_GIVEN DATA:_
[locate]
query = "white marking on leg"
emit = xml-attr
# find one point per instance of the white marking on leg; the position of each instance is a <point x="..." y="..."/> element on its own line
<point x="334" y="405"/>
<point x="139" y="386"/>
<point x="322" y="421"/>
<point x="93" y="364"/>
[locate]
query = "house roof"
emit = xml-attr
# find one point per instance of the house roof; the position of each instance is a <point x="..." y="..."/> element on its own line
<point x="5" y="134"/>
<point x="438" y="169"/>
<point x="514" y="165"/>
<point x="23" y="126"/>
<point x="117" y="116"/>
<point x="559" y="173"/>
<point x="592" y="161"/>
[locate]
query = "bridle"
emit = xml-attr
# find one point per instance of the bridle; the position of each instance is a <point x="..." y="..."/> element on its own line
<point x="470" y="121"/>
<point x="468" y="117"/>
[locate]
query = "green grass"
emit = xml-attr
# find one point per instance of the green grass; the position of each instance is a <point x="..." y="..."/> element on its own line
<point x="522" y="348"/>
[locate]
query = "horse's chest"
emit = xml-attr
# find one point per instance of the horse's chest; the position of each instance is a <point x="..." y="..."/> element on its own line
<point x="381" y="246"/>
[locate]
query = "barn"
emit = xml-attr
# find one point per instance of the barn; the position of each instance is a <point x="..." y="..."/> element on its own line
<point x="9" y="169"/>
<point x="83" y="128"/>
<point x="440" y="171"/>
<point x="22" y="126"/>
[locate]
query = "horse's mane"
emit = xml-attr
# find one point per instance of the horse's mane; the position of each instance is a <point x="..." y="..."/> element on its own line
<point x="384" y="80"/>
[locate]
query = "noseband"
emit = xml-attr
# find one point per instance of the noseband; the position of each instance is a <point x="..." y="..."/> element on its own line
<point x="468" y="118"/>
* * *
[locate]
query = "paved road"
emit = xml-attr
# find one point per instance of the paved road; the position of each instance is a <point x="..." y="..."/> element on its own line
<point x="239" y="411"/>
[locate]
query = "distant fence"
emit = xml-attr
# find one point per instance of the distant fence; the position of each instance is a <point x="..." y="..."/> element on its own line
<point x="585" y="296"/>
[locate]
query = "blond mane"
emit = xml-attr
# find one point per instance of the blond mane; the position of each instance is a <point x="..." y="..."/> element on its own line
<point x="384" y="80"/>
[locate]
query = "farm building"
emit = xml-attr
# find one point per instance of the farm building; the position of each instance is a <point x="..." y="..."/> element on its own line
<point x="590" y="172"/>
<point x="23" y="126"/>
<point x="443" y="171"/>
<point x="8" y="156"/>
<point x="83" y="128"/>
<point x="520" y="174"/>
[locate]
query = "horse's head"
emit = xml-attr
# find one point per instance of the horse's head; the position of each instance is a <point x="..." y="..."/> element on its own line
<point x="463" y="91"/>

_SHORT EXERCISE:_ Copy out every line of the listing above that contains the string "blond", and treat uppercase and lowercase as different.

_TASK RESULT:_
query = "blond mane"
# find one point per instance of the blond mane; the position of each instance is a <point x="..." y="..."/> element on its own line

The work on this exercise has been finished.